> [Brano da leggere]
___

Decisamente! Ward ha fatto conoscere il suo lato comico, e chi mai avrebbe detto che la risata più grossa del film sarebbe stata opera sua? Nicole per la prima volta è protagonista a 360 gradi, la Signori e Mattioli sono famosi e apprezzati, però ne Le leggi del desiderio hanno avuto modo di essere sia divertenti che commuoventi.

Tu, da sempre, dividi gli animi: o risulti simpaticissimo e ti amano, oppure non ti sopportano. Non ci sono vie di mezzo.
E’ vero. Credo che i motivi siano diversi. La mia strada – e non mi lamento – è sempre stata caratterizzata dalla necessità di dimostrare qualcosa. A 16 anni mio fratello Gabriele mi ha scelto come protagonista del suo film, è vero. Ma l’ultima volta che ho lavorato con lui risale a molto, molto tempo fa: ero poco più che maggiorenne. Da allora ha costruito la mia strada, mi sono scritto dei film, li ho diretti, ho lavorato con Carlo Verdone, Giovanni Veronesi. Volevo far vedere che quell’onda di successo me la meritavo. E forse questo ha suscitato anche antipatia.

Ma è invece una cosa che ti rende merito: chissà quanti al posto tuo sarebbero rimasti sotto l’ala protettiva del fratello più grande e già parecchio famoso.
… Ma la gente non si sofferma su determinate considerazioni.

Qualcuno, insomma, non ti perdona il successo così precoce?
Forse, più che altro, crede che non sia il risultato di un merito bensì di un rapporto di fratellanza. Ma non è così. Quando cercava il protagonista di Come te nessuno mai, Gabriele ha fatto 18 provini. Poi ha affidato quel ruolo a me non per il legame di parentela, ma semplicemente perché riteneva fossi la persona giusta. Forse ci sono persone che sono rimaste ancorate a una visione particolare del mio passato e non vedono quello che sto facendo adesso. E poi c’è un altro motivo per cui, come dice tu, divido gli animi.

___

> [Esercizio 1]
Secondo il brano, quanti provini ha fatto Gabriele per trovare il protagonista di Come te nessuno mai?
> [Esercizio 2]
Ricopia parola per parola la parte del brano che comincia con "E’ vero. Credo" e va avanti fino a "già parecchio famoso.".

> [Sezione dati]
___

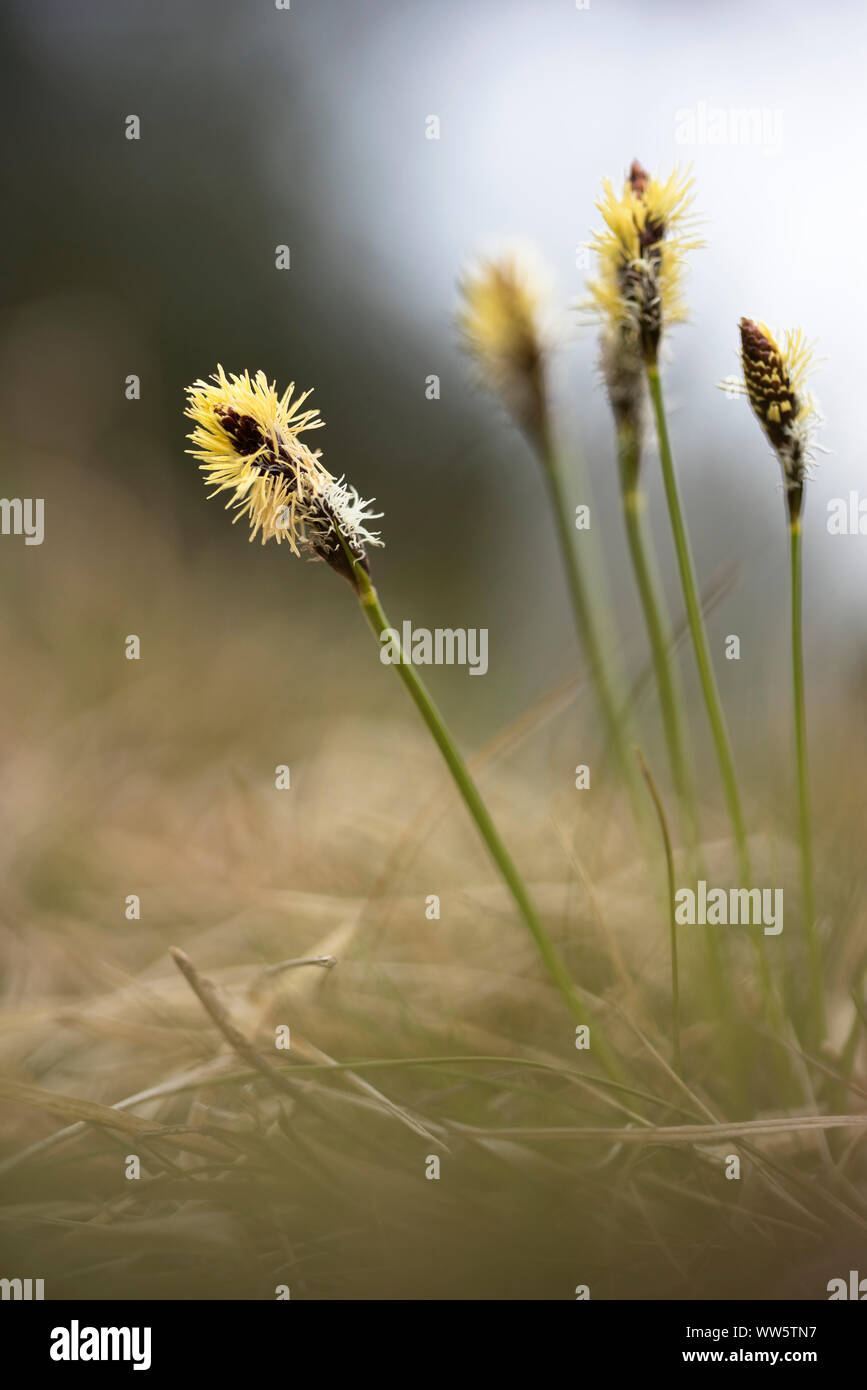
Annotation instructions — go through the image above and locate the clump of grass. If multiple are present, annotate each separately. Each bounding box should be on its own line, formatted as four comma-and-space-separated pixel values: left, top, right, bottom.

___

> [Risposta 1]
Ne ha fatti 18.

> [Risposta 2]
E’ vero. Credo che i motivi siano diversi. La mia strada – e non mi lamento – è sempre stata caratterizzata dalla necessità di dimostrare qualcosa. A 16 anni mio fratello Gabriele mi ha scelto come protagonista del suo film, è vero. Ma l’ultima volta che ho lavorato con lui risale a molto, molto tempo fa: ero poco più che maggiorenne. Da allora ha costruito la mia strada, mi sono scritto dei film, li ho diretti, ho lavorato con Carlo Verdone, Giovanni Veronesi. Volevo far vedere che quell’onda di successo me la meritavo. E forse questo ha suscitato anche antipatia.

Ma è invece una cosa che ti rende merito: chissà quanti al posto tuo sarebbero rimasti sotto l’ala protettiva del fratello più grande e già parecchio famoso.